## Exercise description
Rewrite the stretch from the line containing "[bbox-request] oven door handle" through the line containing "175,0 -> 218,86", swapping "granite countertop" for "marble countertop" and leaving everything else unchanged.

[start Input material]

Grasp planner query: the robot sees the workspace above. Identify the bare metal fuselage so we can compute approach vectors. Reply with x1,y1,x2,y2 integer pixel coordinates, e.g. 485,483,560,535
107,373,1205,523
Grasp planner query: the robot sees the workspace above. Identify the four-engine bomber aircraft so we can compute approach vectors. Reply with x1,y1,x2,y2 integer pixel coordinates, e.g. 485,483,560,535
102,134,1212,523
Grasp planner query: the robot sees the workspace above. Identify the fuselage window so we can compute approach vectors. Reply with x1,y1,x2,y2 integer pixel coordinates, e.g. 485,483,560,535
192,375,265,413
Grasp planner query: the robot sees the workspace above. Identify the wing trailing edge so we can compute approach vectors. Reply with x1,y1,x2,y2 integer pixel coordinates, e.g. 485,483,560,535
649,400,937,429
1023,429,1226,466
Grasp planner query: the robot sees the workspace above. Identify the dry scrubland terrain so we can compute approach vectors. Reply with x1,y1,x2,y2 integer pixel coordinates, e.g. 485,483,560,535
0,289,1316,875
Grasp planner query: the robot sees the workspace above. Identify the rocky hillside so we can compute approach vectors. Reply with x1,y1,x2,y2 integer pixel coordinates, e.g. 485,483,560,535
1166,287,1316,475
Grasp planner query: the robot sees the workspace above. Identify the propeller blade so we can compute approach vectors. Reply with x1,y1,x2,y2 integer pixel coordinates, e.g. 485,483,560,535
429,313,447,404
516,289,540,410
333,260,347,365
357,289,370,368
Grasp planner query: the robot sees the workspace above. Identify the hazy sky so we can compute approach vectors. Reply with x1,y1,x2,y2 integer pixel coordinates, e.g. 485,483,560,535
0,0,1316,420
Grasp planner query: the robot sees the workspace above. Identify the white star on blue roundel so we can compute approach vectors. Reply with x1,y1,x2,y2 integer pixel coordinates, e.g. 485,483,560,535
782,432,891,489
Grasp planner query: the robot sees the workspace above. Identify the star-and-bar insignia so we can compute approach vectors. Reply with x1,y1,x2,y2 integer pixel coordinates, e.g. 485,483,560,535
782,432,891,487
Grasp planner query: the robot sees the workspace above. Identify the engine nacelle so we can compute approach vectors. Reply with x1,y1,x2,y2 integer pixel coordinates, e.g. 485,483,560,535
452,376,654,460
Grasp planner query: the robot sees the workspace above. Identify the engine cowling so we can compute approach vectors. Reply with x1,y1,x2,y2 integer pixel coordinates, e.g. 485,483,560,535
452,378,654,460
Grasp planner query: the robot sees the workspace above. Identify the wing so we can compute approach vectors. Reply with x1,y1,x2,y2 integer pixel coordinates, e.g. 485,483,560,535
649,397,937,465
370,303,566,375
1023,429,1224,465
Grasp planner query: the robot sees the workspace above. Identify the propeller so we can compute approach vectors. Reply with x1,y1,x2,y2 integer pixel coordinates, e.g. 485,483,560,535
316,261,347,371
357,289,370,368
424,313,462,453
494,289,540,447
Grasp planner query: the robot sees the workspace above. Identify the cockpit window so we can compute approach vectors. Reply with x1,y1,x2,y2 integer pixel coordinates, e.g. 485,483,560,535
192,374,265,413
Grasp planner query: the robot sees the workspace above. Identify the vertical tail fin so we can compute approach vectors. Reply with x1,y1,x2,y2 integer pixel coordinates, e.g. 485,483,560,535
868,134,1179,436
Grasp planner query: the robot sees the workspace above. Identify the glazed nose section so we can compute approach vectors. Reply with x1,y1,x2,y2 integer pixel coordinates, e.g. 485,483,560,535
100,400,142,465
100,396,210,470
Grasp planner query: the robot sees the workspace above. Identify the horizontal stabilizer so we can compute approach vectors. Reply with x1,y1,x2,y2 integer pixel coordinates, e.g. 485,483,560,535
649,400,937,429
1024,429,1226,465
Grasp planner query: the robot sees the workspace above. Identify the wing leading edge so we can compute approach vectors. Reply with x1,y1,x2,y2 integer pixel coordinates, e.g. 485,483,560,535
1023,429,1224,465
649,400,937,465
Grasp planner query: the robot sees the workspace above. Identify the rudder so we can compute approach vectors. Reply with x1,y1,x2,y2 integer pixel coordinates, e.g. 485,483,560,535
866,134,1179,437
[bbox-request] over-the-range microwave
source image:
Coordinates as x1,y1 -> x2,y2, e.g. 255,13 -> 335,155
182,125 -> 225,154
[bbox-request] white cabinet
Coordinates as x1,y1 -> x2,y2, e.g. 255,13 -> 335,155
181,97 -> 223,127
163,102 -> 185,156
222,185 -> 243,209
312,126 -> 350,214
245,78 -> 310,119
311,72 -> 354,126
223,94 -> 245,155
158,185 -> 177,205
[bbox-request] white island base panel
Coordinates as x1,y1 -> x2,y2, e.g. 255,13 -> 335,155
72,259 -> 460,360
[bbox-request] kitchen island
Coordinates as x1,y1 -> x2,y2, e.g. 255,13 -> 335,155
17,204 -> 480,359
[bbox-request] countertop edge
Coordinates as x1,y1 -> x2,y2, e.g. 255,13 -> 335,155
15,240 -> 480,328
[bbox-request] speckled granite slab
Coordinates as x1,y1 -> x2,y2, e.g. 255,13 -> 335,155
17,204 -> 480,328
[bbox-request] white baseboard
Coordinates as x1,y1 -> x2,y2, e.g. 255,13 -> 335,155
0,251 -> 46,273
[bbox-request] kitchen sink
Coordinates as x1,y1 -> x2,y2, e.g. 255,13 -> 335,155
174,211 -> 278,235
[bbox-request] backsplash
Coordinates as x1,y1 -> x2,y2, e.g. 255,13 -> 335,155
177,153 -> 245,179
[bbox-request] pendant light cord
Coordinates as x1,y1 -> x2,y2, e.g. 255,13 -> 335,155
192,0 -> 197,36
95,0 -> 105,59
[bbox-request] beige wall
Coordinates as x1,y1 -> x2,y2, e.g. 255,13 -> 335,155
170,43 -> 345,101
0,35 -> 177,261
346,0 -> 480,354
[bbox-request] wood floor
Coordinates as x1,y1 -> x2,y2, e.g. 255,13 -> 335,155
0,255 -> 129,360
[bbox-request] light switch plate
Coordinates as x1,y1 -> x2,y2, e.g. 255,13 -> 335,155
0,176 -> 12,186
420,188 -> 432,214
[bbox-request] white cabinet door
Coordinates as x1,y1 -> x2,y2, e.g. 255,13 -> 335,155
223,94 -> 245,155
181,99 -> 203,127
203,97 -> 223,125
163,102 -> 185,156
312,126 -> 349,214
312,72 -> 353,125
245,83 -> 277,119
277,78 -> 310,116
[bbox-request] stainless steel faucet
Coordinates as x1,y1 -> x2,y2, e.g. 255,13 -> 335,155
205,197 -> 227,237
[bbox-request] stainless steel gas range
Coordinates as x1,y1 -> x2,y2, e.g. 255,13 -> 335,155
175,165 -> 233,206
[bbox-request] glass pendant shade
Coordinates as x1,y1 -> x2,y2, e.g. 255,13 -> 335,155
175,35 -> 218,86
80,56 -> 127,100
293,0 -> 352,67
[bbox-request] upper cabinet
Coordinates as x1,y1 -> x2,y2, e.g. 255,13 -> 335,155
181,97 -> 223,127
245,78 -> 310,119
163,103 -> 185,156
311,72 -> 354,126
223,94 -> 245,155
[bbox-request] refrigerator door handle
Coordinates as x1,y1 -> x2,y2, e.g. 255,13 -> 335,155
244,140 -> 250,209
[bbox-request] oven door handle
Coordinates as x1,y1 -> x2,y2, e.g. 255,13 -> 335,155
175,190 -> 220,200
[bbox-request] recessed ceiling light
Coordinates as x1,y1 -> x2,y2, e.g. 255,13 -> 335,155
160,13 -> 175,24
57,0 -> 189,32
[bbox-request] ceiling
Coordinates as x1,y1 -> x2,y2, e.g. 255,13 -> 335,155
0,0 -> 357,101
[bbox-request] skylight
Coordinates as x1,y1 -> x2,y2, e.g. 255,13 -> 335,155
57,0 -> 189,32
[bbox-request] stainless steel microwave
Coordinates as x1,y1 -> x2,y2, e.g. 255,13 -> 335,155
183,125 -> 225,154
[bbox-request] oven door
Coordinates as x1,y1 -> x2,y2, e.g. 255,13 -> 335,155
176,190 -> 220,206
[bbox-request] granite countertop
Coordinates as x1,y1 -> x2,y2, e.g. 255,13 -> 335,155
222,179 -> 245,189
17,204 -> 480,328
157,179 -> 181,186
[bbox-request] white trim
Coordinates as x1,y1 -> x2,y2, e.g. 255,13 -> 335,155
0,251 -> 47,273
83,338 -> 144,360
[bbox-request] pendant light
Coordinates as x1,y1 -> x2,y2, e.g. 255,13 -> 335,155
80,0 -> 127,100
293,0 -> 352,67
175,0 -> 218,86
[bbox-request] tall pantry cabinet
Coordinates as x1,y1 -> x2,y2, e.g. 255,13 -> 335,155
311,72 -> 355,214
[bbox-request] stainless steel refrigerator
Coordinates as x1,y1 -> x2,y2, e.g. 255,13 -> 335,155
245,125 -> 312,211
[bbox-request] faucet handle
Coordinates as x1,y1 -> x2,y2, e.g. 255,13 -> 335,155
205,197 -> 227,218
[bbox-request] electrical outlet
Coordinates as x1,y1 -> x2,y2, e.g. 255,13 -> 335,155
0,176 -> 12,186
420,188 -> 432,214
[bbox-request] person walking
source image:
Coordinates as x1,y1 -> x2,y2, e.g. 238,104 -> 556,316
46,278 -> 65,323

[end Input material]

## Written response
[bbox-request] oven door handle
Coordinates as x1,y1 -> x2,y2, e.g. 255,13 -> 335,155
175,190 -> 220,200
[bbox-request] recessed ceiling light
Coordinates as x1,y1 -> x2,y2, e.g. 255,13 -> 335,155
160,13 -> 175,24
57,0 -> 189,32
[bbox-request] ceiling
Coordinates as x1,y1 -> x2,y2, e.g. 255,13 -> 335,155
0,0 -> 357,101
[bbox-request] skylight
Coordinates as x1,y1 -> x2,y2, e.g. 255,13 -> 335,155
57,0 -> 189,32
[bbox-request] stainless steel microwave
Coordinates as x1,y1 -> x2,y2, e.g. 255,13 -> 335,155
183,125 -> 225,154
[bbox-request] oven door
Coordinates as x1,y1 -> x2,y2, e.g. 255,13 -> 335,155
176,190 -> 220,206
[bbox-request] marble countertop
Coordinates as x1,y1 -> x2,y2, e.g. 255,13 -> 335,155
222,179 -> 245,189
17,204 -> 480,328
157,179 -> 181,186
[bbox-request] white trim
Coordinates as x1,y1 -> x2,y2, e.g. 255,13 -> 335,155
0,251 -> 47,273
83,338 -> 144,360
[bbox-request] pendant light
Coordinates as x1,y1 -> x2,y2, e.g. 255,13 -> 335,155
80,0 -> 127,100
293,0 -> 352,67
175,0 -> 218,86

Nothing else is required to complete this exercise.